## Information supplied
↓↓↓
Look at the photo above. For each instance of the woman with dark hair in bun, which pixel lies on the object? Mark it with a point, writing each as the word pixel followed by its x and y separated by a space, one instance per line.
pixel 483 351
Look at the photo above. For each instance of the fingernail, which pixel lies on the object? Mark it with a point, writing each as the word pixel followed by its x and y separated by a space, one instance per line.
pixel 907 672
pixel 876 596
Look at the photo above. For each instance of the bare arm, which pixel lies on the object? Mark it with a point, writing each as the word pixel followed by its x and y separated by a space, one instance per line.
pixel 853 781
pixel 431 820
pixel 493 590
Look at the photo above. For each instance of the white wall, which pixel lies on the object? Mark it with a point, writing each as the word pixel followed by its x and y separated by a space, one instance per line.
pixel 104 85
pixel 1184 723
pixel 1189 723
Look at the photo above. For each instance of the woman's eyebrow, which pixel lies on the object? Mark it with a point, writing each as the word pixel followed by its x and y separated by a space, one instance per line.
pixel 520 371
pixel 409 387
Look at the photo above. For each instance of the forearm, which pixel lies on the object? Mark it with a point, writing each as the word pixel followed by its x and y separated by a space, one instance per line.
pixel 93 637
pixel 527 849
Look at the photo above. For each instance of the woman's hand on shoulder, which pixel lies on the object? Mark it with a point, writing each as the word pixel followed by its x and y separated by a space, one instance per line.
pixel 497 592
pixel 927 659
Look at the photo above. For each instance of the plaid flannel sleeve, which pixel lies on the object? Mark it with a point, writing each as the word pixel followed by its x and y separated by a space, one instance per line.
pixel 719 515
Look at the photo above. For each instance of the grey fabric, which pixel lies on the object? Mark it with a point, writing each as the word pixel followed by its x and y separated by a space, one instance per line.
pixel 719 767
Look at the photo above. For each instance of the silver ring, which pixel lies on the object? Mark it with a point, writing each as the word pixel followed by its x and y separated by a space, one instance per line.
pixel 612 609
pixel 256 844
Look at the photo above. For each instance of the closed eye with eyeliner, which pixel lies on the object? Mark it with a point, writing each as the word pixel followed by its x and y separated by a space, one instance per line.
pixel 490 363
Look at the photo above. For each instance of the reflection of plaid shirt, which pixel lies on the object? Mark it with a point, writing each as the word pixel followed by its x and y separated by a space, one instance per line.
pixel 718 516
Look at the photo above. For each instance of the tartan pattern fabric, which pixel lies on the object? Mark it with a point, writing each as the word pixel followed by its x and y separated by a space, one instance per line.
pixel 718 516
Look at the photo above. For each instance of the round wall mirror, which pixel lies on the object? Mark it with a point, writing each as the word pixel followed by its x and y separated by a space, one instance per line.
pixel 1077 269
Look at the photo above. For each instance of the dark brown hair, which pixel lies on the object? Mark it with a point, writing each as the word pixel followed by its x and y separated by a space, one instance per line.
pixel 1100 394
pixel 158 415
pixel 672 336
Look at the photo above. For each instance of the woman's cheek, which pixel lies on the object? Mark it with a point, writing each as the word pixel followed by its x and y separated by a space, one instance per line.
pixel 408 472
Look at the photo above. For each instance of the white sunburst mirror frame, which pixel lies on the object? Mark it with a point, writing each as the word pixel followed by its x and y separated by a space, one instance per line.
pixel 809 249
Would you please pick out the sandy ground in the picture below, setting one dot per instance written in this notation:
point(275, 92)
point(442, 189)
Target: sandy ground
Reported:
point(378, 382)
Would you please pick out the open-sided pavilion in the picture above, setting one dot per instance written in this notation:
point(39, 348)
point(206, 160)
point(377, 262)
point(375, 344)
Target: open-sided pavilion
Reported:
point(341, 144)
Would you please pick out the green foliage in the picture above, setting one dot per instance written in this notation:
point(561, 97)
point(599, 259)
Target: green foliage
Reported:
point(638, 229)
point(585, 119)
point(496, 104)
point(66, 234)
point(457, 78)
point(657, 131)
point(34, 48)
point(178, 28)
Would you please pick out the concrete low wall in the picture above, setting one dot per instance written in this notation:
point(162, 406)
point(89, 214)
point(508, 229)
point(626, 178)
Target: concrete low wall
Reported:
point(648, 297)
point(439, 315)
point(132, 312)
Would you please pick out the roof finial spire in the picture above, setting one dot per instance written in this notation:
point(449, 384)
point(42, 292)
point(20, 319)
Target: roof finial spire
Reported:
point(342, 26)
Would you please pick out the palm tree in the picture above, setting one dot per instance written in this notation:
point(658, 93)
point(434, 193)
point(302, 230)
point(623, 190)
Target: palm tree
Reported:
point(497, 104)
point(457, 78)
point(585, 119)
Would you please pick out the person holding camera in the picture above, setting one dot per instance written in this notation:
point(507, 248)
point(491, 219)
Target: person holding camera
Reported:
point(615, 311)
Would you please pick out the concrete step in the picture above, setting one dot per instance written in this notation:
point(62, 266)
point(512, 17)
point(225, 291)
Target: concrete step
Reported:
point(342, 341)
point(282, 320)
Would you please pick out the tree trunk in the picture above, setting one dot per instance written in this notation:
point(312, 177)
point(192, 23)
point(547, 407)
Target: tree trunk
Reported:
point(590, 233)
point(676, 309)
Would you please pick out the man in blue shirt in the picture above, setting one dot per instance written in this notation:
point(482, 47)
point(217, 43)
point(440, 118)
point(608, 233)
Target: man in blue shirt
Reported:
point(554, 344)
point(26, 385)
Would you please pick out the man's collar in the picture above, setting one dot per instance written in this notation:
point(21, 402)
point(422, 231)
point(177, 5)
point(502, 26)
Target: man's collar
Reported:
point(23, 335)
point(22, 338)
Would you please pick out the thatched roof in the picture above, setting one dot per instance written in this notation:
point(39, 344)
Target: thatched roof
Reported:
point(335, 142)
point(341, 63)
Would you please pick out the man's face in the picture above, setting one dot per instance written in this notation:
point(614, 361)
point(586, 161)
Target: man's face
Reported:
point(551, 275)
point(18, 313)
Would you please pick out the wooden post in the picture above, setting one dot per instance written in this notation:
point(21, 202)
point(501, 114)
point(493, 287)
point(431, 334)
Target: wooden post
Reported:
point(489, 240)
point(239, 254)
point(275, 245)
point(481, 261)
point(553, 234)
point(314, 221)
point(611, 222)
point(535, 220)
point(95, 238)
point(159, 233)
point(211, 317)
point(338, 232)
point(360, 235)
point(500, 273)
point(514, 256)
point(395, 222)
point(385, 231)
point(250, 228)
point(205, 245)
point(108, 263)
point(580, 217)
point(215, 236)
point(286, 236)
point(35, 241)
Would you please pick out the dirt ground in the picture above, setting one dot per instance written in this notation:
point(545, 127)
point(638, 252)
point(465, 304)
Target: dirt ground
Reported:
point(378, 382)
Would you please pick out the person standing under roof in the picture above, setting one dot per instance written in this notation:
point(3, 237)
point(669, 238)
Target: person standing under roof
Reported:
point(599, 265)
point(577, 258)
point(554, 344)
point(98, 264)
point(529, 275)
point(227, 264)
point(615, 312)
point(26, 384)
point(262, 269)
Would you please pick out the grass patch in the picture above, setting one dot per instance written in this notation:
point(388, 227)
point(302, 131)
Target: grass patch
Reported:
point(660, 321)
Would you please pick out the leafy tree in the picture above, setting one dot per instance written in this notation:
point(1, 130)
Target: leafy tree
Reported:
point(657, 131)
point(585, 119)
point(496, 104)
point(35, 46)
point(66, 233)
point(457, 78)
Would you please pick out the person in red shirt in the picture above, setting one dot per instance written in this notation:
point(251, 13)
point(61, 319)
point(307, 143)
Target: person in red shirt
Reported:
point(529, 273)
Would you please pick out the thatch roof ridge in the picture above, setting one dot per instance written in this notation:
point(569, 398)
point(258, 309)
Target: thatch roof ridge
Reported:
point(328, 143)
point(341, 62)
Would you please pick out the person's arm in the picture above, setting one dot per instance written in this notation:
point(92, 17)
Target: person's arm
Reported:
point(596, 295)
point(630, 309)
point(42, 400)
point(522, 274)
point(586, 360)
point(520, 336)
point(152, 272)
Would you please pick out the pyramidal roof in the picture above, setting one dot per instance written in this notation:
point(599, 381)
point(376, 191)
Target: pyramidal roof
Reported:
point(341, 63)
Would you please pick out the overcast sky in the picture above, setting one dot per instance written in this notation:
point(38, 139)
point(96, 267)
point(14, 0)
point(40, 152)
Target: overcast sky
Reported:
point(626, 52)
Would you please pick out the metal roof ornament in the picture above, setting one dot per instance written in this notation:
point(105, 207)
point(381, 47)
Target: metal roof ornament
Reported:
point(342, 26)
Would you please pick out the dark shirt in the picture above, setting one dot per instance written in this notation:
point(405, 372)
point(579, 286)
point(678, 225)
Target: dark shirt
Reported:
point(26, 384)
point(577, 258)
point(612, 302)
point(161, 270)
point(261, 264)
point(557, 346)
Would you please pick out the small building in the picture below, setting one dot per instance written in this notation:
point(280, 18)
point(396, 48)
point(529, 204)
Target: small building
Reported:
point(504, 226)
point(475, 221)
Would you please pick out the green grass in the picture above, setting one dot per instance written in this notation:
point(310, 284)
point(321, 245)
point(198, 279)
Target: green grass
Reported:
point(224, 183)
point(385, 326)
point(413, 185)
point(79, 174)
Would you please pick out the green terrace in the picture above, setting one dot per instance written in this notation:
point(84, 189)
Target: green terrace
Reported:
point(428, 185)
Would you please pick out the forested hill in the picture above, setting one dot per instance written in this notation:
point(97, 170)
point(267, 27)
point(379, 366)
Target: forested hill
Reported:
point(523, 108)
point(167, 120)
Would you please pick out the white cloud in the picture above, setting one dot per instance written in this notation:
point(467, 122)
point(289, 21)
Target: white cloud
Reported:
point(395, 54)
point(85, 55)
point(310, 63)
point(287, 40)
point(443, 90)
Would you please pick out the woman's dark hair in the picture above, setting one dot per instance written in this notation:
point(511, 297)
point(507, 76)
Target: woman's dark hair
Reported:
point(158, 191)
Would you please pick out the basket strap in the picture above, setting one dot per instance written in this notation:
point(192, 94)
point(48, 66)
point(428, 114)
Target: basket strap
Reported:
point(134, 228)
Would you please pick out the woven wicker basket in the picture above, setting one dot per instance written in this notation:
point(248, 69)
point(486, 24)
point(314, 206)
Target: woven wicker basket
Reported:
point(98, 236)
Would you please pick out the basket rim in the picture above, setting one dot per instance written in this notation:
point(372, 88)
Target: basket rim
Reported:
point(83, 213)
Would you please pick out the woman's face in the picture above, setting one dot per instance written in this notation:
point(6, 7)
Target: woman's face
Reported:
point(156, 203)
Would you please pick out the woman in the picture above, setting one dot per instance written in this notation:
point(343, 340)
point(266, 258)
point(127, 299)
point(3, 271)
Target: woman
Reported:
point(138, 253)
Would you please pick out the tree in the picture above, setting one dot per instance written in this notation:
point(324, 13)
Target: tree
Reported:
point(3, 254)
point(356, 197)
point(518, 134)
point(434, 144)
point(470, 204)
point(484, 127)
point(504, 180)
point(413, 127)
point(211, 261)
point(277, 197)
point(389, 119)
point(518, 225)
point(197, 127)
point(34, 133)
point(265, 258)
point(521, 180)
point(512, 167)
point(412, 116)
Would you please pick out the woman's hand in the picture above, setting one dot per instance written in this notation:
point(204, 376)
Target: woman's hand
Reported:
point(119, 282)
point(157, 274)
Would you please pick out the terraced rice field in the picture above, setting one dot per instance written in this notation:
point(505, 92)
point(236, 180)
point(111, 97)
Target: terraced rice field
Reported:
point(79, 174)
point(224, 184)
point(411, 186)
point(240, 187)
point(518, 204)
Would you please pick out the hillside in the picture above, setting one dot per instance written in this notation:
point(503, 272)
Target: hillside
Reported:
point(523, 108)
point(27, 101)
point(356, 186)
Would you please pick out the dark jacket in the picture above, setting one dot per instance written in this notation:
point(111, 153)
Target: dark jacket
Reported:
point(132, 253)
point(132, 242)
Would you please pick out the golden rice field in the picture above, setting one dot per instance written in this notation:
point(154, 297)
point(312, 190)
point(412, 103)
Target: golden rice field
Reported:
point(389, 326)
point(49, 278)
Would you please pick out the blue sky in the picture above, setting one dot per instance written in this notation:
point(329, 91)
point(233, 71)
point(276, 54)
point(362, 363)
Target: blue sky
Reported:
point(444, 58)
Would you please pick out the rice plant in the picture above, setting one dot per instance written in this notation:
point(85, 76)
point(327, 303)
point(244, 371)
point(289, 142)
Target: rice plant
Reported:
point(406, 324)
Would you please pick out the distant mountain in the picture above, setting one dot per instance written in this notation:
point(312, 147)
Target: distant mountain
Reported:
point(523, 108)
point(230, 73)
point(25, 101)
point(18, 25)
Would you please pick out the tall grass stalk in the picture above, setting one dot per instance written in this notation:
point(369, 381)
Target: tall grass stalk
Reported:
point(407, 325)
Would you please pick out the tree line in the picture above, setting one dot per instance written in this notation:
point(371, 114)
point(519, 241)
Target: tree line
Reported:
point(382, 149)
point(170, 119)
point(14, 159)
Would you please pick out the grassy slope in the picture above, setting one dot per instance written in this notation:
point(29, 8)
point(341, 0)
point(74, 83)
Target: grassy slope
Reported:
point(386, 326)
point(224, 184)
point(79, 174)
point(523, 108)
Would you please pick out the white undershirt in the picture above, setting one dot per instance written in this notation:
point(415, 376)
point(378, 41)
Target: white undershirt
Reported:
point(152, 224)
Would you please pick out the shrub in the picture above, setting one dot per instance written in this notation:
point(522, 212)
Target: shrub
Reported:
↑↑↑
## Task requirements
Could you set out the records from their start through the line containing "pixel 876 596" as a numbered list, with any blank lines dropped?

## Output
1. Look at the photo above. For each instance of the woman with dark hair in bun, which pixel lies on the object? Mark it with a point, writing each as the word pixel followed by its x and y separated by a space, one instance per line.
2. pixel 483 351
3. Look at the photo above. For each instance of the fingernail, which pixel lies on the object? Mark it with a point, writing each as the word pixel followed by its x and y separated by a space, one instance per line.
4. pixel 907 672
5. pixel 876 596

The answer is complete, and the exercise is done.